# [TASK REQUIREMENTS]
Rewrite every line of the entries below as a numbered list, skipping blank lines and leaving the pictures out.

# [EXTRACTED ENTRIES]
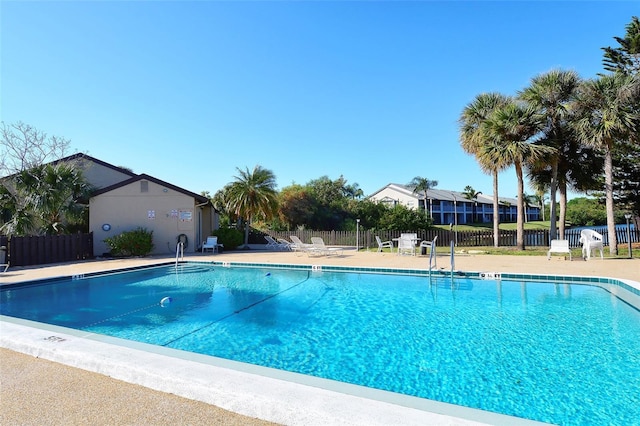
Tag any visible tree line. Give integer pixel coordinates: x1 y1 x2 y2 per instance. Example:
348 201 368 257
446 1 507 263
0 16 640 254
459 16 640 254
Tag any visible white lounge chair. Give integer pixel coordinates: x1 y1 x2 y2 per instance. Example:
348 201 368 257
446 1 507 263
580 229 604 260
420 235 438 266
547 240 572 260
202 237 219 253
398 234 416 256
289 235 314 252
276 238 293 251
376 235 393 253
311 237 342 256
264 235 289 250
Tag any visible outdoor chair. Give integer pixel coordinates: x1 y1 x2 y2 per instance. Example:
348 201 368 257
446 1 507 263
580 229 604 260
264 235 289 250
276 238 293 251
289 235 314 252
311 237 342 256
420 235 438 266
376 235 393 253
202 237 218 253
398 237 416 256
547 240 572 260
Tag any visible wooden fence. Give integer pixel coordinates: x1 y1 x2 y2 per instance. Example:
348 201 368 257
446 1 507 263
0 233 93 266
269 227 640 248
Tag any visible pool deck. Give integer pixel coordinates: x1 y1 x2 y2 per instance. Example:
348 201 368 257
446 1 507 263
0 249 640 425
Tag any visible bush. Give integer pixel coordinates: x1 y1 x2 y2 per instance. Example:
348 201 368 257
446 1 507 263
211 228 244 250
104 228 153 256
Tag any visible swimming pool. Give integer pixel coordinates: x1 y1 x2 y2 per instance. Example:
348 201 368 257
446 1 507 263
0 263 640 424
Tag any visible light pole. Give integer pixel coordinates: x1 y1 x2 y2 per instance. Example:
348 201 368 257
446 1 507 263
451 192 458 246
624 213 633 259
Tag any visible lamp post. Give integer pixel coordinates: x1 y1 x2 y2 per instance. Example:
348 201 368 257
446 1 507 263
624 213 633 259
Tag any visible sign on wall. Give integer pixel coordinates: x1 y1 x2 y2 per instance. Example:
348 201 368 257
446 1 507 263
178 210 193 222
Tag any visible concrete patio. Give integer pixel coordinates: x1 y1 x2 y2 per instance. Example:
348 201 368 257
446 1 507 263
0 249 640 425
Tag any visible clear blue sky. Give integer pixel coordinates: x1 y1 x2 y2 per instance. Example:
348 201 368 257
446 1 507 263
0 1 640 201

# [THE REPLY]
1. Tag any visible tree line. Give integer pixel coordinates: x1 y1 x2 y2 per instance. Example:
2. 348 201 368 257
3. 446 1 507 263
4. 0 16 640 254
5. 459 16 640 254
6. Tag any visible white lounge chair. Give integer pixel coordinates: x1 y1 x2 y2 per instance. Example:
7. 348 201 368 257
8. 446 1 507 263
9. 580 229 604 260
10. 420 235 438 266
11. 547 240 572 260
12. 202 237 219 253
13. 398 234 416 256
14. 289 235 314 252
15. 276 238 293 251
16. 376 235 393 253
17. 311 237 342 256
18. 264 235 289 250
19. Tag any visible outdoor chair. Give integer pixel coordinates: x1 y1 x2 y2 per instance. Example:
20. 348 201 368 257
21. 446 1 507 263
22. 580 229 604 260
23. 264 235 289 250
24. 276 238 293 251
25. 289 235 314 252
26. 311 237 342 256
27. 420 235 438 266
28. 376 235 393 253
29. 202 237 218 253
30. 398 237 416 256
31. 547 240 572 260
32. Tag any visible wooden fence. Give integer pixel coordinates: x1 y1 x2 y2 per instance. Example:
33. 348 201 368 257
34. 446 1 507 263
35. 0 233 93 266
36. 269 227 640 248
37. Tag any visible pool deck. Give integer pixel coordinates: x1 y1 x2 y2 per instance. Example:
38. 348 201 368 257
39. 446 1 507 263
40. 0 249 640 425
41. Tag any visible bush. Give integer pixel coordinates: x1 y1 x2 y2 per instance. Example:
42. 348 201 368 257
43. 446 1 507 263
44. 211 228 244 250
45. 104 228 153 256
46. Tag any visible swimming pool. Give integer pixel coordinates: x1 y1 x2 y2 per instance. Example:
47. 348 201 368 257
48. 446 1 507 263
49. 0 263 640 424
50. Tag any visible light pole. Give integer pixel coordinates: x1 y1 x2 y2 per instance. Example:
51. 348 201 368 257
52. 446 1 507 263
53. 451 192 458 246
54. 624 213 633 259
55. Tag any visible lamp post. Give integer pixel coordinates: x1 y1 x2 y2 per instance. Example:
56. 348 201 368 257
57. 446 1 507 263
58. 624 213 633 259
59. Tag any visible sign on wall. Give integer pixel coordinates: x1 y1 x2 y2 per instance. Example:
60. 348 201 368 257
61. 446 1 507 263
62. 178 210 193 222
63. Tag any visible concrete patio. Give integer pixel coordinates: x1 y1 x2 y2 per instance. Example:
64. 348 201 368 257
65. 446 1 507 263
66. 0 249 640 425
67. Tag any visible clear blue sky. Give integer pixel coordinates: x1 y1 x2 y2 per instance. Example:
68. 348 201 368 257
69. 446 1 507 263
70. 0 1 640 201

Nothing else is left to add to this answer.